== How to complete this task ==
Hand back, word for word, the lines from the one containing "Could you please point out the man in" to the end of the records, both included, and leave out pictures.
*** Data to examine ***
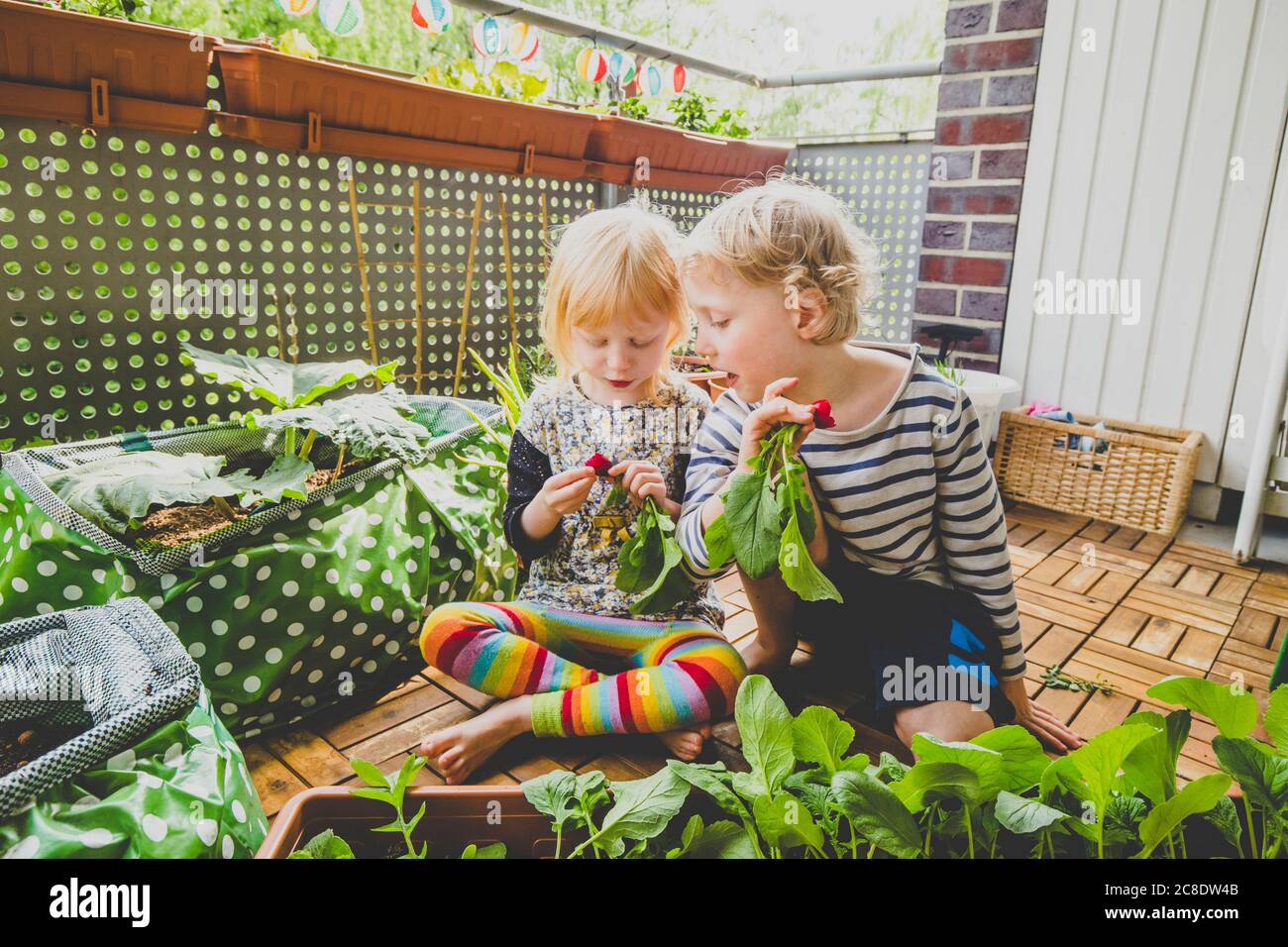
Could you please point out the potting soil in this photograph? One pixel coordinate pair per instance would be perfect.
(299, 605)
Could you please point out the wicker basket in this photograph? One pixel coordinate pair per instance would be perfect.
(1138, 474)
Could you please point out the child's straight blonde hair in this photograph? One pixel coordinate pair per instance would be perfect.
(790, 234)
(621, 262)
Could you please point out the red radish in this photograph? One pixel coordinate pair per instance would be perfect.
(823, 414)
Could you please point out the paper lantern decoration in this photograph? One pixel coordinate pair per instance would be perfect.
(342, 17)
(678, 77)
(652, 81)
(489, 37)
(621, 65)
(591, 64)
(432, 16)
(296, 8)
(523, 42)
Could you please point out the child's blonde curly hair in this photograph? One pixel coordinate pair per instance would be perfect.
(616, 262)
(790, 234)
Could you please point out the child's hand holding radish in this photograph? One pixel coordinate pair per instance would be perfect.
(643, 479)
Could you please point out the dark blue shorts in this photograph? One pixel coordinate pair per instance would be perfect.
(917, 642)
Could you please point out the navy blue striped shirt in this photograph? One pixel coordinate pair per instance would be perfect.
(911, 495)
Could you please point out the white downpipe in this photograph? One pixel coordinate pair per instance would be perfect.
(1248, 532)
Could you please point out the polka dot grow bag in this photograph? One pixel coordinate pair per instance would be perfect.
(154, 775)
(299, 605)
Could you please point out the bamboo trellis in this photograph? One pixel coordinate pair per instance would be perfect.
(419, 266)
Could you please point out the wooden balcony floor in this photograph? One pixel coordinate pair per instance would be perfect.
(1146, 609)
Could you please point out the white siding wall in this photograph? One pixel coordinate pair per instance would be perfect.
(1129, 178)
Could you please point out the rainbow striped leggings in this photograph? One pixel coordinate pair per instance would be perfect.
(673, 674)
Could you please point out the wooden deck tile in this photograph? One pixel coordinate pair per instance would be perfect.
(1254, 626)
(407, 703)
(1103, 556)
(312, 758)
(739, 626)
(273, 781)
(1159, 637)
(407, 735)
(1050, 571)
(1207, 557)
(1167, 571)
(1198, 650)
(1100, 600)
(1269, 598)
(1025, 560)
(1100, 712)
(1184, 607)
(463, 692)
(1054, 647)
(1122, 625)
(1232, 587)
(613, 767)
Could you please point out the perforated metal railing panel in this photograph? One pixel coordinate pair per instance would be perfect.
(101, 235)
(884, 184)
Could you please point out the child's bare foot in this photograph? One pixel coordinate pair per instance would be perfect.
(465, 746)
(687, 744)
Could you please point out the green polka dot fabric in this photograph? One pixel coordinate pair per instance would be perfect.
(150, 772)
(183, 791)
(300, 607)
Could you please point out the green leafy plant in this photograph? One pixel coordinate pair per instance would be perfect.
(805, 795)
(373, 425)
(632, 107)
(648, 564)
(294, 43)
(325, 844)
(391, 789)
(691, 110)
(769, 521)
(124, 9)
(635, 812)
(1054, 677)
(949, 372)
(505, 80)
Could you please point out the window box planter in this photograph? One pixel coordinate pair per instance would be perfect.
(455, 815)
(618, 141)
(153, 76)
(296, 605)
(146, 748)
(271, 95)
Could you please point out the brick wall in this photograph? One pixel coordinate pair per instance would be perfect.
(982, 132)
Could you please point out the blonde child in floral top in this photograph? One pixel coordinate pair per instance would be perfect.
(570, 656)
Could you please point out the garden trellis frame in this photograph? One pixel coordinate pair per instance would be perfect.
(78, 250)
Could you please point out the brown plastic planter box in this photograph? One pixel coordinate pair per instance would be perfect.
(455, 815)
(51, 58)
(619, 141)
(365, 111)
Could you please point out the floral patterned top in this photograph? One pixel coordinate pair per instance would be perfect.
(575, 567)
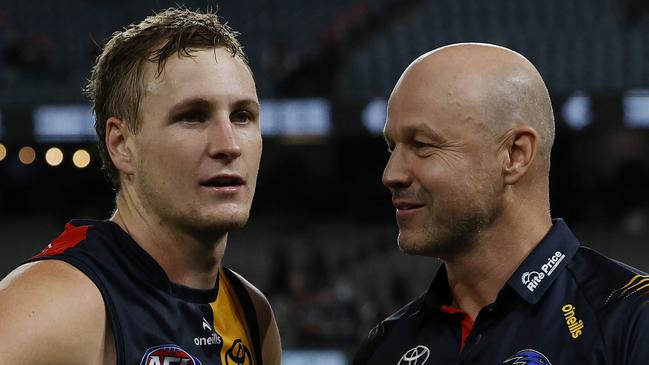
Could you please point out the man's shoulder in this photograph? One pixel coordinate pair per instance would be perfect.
(609, 285)
(266, 327)
(382, 330)
(50, 313)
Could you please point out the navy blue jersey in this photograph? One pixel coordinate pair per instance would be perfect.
(565, 304)
(153, 320)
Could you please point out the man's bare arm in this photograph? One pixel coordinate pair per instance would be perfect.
(51, 313)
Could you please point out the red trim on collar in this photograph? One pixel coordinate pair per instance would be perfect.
(71, 237)
(466, 324)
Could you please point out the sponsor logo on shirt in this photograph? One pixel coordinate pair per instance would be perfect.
(168, 355)
(527, 357)
(574, 326)
(532, 279)
(212, 339)
(415, 356)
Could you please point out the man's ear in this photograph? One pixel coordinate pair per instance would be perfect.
(522, 147)
(118, 143)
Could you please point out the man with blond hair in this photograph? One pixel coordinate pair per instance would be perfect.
(177, 119)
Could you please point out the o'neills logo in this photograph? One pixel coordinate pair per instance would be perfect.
(532, 279)
(574, 326)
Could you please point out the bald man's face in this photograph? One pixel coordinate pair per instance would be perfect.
(443, 171)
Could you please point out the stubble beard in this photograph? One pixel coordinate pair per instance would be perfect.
(451, 232)
(190, 217)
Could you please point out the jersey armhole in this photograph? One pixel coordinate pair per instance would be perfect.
(249, 310)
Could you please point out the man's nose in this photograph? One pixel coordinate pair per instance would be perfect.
(223, 141)
(396, 174)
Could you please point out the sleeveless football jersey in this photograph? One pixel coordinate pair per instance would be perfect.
(155, 321)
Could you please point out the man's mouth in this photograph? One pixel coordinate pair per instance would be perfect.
(223, 181)
(406, 205)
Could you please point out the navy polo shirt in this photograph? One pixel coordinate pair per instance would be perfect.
(565, 304)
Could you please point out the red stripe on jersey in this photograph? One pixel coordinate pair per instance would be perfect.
(70, 237)
(467, 323)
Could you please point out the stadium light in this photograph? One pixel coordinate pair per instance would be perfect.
(27, 155)
(81, 158)
(54, 156)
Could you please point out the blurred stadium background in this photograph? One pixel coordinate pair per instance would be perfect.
(321, 241)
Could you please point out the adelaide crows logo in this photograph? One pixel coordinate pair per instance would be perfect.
(528, 357)
(238, 354)
(168, 354)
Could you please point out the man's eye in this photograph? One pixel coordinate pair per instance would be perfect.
(241, 117)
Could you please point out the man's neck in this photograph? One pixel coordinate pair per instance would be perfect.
(185, 259)
(476, 277)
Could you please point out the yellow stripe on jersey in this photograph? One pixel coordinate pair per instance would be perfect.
(230, 324)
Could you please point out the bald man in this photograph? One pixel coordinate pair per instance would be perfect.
(470, 128)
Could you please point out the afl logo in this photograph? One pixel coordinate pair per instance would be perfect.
(238, 354)
(415, 356)
(168, 355)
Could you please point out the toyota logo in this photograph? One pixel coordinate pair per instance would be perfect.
(415, 356)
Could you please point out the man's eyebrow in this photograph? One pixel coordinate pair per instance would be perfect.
(247, 103)
(425, 128)
(191, 103)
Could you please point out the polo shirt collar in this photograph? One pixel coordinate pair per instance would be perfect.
(545, 263)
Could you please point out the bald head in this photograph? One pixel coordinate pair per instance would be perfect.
(493, 86)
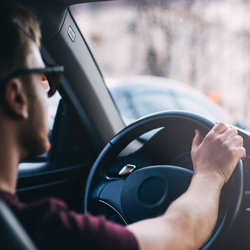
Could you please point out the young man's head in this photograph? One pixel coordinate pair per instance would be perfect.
(23, 104)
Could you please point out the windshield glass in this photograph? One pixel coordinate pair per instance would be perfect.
(172, 55)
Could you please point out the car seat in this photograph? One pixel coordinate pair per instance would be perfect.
(12, 234)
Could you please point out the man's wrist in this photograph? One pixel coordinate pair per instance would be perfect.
(215, 179)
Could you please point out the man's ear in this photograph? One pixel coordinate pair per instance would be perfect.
(16, 99)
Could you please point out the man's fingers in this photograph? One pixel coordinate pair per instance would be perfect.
(231, 132)
(197, 140)
(237, 141)
(242, 153)
(219, 128)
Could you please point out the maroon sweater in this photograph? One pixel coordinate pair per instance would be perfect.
(52, 225)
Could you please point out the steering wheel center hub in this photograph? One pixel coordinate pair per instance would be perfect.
(149, 191)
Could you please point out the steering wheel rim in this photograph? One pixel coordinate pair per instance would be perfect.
(97, 179)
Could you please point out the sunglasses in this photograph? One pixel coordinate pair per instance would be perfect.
(51, 77)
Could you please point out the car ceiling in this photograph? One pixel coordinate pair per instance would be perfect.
(51, 13)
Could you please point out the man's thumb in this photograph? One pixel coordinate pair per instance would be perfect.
(197, 139)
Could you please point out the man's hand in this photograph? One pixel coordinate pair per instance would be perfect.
(218, 153)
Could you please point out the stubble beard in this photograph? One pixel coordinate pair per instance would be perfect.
(34, 141)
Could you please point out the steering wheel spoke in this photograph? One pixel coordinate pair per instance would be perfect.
(147, 192)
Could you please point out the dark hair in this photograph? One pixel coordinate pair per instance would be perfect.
(19, 28)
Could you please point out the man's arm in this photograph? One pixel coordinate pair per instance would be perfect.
(189, 221)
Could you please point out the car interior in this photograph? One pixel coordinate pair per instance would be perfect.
(97, 164)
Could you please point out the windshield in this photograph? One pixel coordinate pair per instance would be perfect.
(172, 55)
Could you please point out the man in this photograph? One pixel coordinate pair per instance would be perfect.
(188, 222)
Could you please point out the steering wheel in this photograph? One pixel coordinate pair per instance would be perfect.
(147, 192)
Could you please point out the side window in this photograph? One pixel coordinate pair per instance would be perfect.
(52, 108)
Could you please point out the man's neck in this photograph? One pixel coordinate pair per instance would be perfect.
(9, 160)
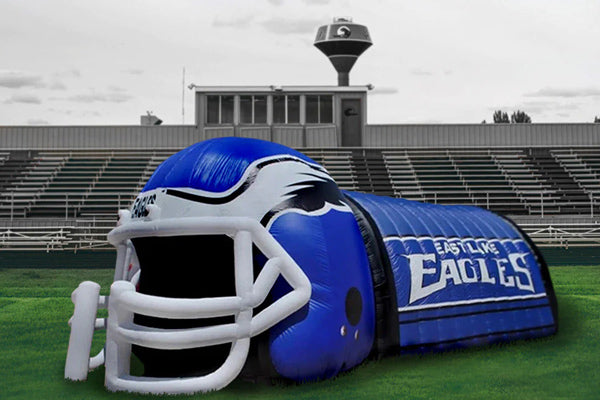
*** End of Data to examine ***
== Solution to this problem ==
Could you please point out the man in this photograph? One pixel coordinate pair per instance would be perfect.
(188, 222)
Could you please point out the steering wheel in this photograph? One pixel coordinate pair per instance would be perfect.
(147, 192)
Could you please point out the side window in this photograph? One pixel coordinate pair per instance would be perfect.
(52, 108)
Could you please point out the man's neck in this photograph? One pixel coordinate pair per instance would be perfect.
(9, 160)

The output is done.